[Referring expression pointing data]
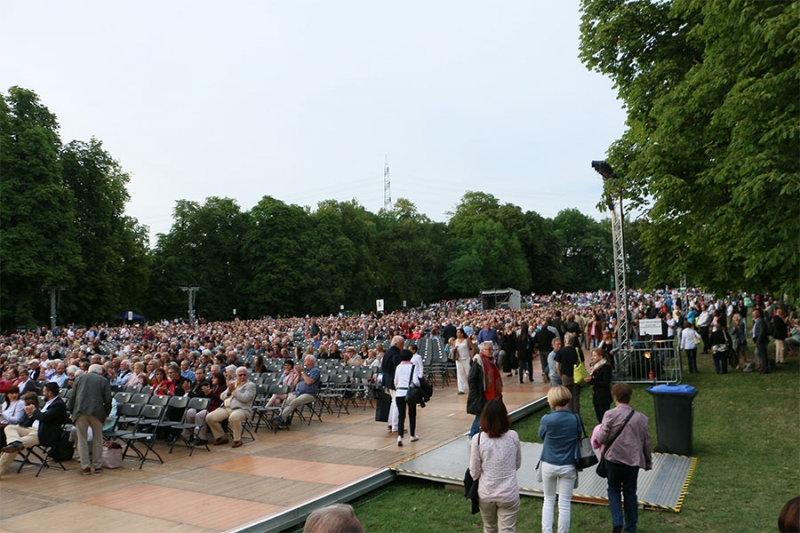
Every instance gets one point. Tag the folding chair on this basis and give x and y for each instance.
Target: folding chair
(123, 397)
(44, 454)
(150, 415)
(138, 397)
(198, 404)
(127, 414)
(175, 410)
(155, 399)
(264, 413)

--

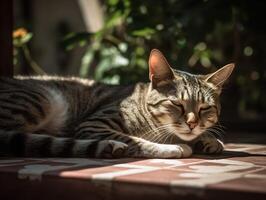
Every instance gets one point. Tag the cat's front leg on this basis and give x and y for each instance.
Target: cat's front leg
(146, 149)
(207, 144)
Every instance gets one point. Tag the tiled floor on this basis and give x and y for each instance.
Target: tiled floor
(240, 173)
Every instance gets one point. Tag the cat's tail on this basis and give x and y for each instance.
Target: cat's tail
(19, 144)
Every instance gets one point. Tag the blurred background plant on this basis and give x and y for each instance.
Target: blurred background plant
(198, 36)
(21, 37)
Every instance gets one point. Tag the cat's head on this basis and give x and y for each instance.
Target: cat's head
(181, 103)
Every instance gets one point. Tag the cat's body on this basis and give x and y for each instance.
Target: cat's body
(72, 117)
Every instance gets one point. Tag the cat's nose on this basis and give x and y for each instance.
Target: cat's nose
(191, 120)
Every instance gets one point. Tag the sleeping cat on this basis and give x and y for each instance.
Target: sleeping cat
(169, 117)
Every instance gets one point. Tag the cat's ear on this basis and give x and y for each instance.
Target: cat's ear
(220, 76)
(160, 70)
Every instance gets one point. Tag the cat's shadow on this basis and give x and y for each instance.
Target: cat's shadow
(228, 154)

* [ACTIVITY]
Tell me how many lines of the records include the word "basis", and say nothing else.

* [COMPLETED EXERCISE]
11